> [Work instructions] Which lines of the listing below contain the string "draw" with the same capitalization? List every such line in full.

> [Material for this task]
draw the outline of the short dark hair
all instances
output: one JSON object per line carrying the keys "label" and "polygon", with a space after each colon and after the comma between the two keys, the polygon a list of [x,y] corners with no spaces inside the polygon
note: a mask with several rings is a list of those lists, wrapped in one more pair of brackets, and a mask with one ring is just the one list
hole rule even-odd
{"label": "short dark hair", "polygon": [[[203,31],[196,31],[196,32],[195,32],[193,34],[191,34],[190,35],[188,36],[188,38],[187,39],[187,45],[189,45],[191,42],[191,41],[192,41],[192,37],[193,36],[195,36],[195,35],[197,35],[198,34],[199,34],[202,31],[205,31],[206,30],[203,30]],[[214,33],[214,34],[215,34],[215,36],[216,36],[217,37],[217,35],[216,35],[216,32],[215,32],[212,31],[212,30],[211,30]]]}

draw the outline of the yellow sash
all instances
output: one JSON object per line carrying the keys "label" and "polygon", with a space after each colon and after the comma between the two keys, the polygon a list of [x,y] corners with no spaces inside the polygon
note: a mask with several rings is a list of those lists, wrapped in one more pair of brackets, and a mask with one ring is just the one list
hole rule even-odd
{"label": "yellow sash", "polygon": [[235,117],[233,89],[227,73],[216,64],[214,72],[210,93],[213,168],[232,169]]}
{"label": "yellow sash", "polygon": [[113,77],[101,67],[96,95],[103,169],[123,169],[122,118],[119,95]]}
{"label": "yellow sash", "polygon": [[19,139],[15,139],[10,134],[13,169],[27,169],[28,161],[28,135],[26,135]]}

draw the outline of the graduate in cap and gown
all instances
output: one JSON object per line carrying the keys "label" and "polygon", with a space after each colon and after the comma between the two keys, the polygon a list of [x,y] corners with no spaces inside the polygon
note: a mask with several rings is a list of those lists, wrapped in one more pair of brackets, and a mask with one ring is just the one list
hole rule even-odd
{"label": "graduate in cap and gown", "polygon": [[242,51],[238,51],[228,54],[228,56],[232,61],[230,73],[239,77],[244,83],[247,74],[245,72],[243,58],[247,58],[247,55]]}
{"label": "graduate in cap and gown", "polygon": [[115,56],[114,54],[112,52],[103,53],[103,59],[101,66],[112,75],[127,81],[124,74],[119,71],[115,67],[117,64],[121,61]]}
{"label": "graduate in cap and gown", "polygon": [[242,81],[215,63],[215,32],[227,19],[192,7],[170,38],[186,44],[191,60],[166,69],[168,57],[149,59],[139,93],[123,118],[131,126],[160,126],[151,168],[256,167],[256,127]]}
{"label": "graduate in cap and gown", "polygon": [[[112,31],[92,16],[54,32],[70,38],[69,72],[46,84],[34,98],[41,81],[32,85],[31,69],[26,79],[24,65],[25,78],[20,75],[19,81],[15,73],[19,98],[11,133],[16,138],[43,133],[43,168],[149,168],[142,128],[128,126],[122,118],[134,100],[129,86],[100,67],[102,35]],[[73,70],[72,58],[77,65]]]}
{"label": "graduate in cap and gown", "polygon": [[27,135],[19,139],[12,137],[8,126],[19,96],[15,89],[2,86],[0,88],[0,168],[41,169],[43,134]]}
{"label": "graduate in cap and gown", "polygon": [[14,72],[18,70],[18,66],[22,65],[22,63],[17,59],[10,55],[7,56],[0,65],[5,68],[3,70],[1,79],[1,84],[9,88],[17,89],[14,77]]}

> [Correct result]
draw the outline of the short dark hair
draw the outline of the yellow sash
draw the outline of the graduate in cap and gown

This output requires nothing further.